**Goal**
Rewrite the entries below with every occurrence of "apiece" replaced by "each", leaving all other text unchanged.

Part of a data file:
Start

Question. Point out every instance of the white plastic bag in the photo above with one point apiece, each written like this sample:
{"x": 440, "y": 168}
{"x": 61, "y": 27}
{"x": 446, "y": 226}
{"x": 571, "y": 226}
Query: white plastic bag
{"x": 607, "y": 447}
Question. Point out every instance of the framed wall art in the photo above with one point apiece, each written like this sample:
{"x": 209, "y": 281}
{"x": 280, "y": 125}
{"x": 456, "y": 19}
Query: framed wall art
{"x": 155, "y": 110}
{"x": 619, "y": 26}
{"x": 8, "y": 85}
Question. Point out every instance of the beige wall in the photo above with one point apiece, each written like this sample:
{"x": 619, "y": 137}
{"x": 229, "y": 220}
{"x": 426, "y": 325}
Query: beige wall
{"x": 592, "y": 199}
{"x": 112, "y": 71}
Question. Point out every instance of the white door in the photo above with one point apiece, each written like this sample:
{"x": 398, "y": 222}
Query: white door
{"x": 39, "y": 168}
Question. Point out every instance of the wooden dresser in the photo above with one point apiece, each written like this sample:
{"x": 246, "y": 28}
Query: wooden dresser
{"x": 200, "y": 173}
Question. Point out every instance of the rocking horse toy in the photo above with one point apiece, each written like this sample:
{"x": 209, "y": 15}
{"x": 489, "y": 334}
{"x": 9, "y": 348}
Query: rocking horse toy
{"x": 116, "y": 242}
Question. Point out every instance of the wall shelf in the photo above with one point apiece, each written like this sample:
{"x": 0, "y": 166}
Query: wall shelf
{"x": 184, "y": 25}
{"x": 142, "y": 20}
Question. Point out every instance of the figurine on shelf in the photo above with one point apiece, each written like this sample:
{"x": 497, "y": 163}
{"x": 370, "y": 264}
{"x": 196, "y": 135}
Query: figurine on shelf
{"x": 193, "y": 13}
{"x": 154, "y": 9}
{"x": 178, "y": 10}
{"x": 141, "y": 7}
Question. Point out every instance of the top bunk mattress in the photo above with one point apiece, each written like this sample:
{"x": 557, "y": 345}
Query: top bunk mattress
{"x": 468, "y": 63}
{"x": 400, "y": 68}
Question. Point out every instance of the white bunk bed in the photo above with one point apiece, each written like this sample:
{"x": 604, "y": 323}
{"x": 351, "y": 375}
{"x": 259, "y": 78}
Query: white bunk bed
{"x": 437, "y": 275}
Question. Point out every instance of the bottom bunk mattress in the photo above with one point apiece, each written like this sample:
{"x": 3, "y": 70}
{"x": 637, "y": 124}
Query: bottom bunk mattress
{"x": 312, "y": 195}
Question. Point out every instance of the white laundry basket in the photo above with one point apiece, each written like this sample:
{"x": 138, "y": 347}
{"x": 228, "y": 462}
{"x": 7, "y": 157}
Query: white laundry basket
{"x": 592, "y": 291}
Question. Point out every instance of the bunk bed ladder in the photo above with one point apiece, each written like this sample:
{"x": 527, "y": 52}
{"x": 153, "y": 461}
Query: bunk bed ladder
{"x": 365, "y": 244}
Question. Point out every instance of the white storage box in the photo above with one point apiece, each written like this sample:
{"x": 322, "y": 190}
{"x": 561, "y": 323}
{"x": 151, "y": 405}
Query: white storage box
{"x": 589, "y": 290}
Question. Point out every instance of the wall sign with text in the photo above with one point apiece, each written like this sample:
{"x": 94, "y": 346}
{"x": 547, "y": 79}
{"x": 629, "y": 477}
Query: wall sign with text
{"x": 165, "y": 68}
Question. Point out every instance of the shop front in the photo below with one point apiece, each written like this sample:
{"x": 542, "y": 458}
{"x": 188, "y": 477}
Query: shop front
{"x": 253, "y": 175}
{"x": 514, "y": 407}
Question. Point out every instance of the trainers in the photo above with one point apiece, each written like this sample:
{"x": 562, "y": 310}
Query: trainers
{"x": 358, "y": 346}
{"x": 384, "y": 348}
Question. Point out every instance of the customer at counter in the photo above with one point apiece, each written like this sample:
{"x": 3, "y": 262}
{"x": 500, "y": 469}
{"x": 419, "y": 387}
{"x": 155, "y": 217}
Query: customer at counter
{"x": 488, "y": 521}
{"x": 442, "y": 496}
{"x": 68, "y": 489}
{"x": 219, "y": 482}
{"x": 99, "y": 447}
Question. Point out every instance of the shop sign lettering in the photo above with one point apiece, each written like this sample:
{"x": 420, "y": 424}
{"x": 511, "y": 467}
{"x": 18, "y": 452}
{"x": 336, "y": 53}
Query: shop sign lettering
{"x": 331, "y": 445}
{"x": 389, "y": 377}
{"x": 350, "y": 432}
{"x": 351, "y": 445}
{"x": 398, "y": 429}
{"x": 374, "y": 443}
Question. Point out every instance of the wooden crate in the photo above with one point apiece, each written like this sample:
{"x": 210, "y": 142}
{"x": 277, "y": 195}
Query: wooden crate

End

**The solution**
Question. Point out every instance of the white plastic bag in the photo above with one point each, each written like this sample:
{"x": 440, "y": 168}
{"x": 61, "y": 27}
{"x": 446, "y": 226}
{"x": 571, "y": 226}
Query: white plastic bag
{"x": 607, "y": 447}
Question. Point out every instance of the framed wall art in the photo above with one point each, each written like this sample:
{"x": 209, "y": 281}
{"x": 280, "y": 125}
{"x": 456, "y": 19}
Query: framed wall art
{"x": 155, "y": 110}
{"x": 619, "y": 26}
{"x": 8, "y": 85}
Question. Point out every instance of the beige wall in the photo above with one point each, each written like this sample:
{"x": 619, "y": 137}
{"x": 229, "y": 220}
{"x": 426, "y": 325}
Query: beige wall
{"x": 592, "y": 199}
{"x": 112, "y": 71}
Question. Point out every instance of the white door in the photo above with one point each, each written like this sample:
{"x": 398, "y": 222}
Query: white door
{"x": 39, "y": 168}
Question. Point out every instance of the wooden dresser in the photo above with one point each, each written like this sample:
{"x": 246, "y": 28}
Query: wooden dresser
{"x": 200, "y": 173}
Question. Point out every instance of the rocking horse toy in the photo above with one point each, each written like this sample:
{"x": 209, "y": 15}
{"x": 489, "y": 334}
{"x": 9, "y": 348}
Query: rocking horse toy
{"x": 116, "y": 242}
Question. Point out every instance of the wall shelf in the photo above with one point each, each written like this sample:
{"x": 0, "y": 166}
Query: wall shelf
{"x": 184, "y": 25}
{"x": 142, "y": 20}
Question. Point out every instance of the figurine on shelf in the photo above with one point each, each written like this sample:
{"x": 497, "y": 163}
{"x": 370, "y": 264}
{"x": 196, "y": 135}
Query: figurine on shelf
{"x": 193, "y": 13}
{"x": 154, "y": 9}
{"x": 178, "y": 10}
{"x": 141, "y": 7}
Question. Point out every instance of the top bunk mattress in the photo above with one point each, each written like this sample:
{"x": 557, "y": 345}
Query: top bunk mattress
{"x": 468, "y": 63}
{"x": 400, "y": 68}
Question. Point out every instance of the white bunk bed in the photo above with one point each, each written like this sample:
{"x": 604, "y": 323}
{"x": 351, "y": 375}
{"x": 259, "y": 78}
Query: white bunk bed
{"x": 437, "y": 275}
Question. Point out every instance of the bottom bunk mattress in the photo above with one point each, each written like this sample:
{"x": 3, "y": 70}
{"x": 637, "y": 124}
Query: bottom bunk mattress
{"x": 312, "y": 195}
Question. Point out every instance of the white laundry basket in the photo above with one point each, each written like this sample:
{"x": 138, "y": 347}
{"x": 228, "y": 462}
{"x": 7, "y": 157}
Query: white laundry basket
{"x": 592, "y": 291}
Question. Point out every instance of the bunk bed ladder in the photo above with one point each, each written like this sample:
{"x": 527, "y": 52}
{"x": 153, "y": 461}
Query: bunk bed ladder
{"x": 365, "y": 244}
Question. Point out every instance of the white storage box in the photo above with one point each, each written like this sample:
{"x": 322, "y": 190}
{"x": 561, "y": 323}
{"x": 151, "y": 405}
Query: white storage box
{"x": 589, "y": 290}
Question. Point out every instance of the wall sign with text in the photo above with one point each, each written like this sample:
{"x": 94, "y": 346}
{"x": 547, "y": 79}
{"x": 629, "y": 477}
Query: wall sign with text
{"x": 165, "y": 68}
Question. Point out every instance of the shop front in the photo below with one point each, each written like this sample:
{"x": 542, "y": 458}
{"x": 188, "y": 477}
Query: shop front
{"x": 253, "y": 175}
{"x": 514, "y": 407}
Question. Point out every instance of the trainers in the photo above with one point each, each written like this sample:
{"x": 562, "y": 310}
Query: trainers
{"x": 358, "y": 346}
{"x": 384, "y": 348}
Question. Point out every instance of the customer at counter in the photo above with one point each, each written like this sample:
{"x": 3, "y": 262}
{"x": 500, "y": 469}
{"x": 419, "y": 387}
{"x": 155, "y": 217}
Query: customer at counter
{"x": 488, "y": 521}
{"x": 442, "y": 496}
{"x": 68, "y": 489}
{"x": 219, "y": 482}
{"x": 99, "y": 447}
Question. Point out every instance of the shop sign lettering in the photo above with one point each, each written like this sample:
{"x": 420, "y": 424}
{"x": 511, "y": 467}
{"x": 18, "y": 452}
{"x": 336, "y": 53}
Query: shop sign lettering
{"x": 331, "y": 445}
{"x": 389, "y": 377}
{"x": 350, "y": 432}
{"x": 351, "y": 445}
{"x": 398, "y": 429}
{"x": 374, "y": 443}
Question. Point out every instance of the wooden crate in the photo above with one point each, each written like this sample:
{"x": 210, "y": 142}
{"x": 277, "y": 195}
Query: wooden crate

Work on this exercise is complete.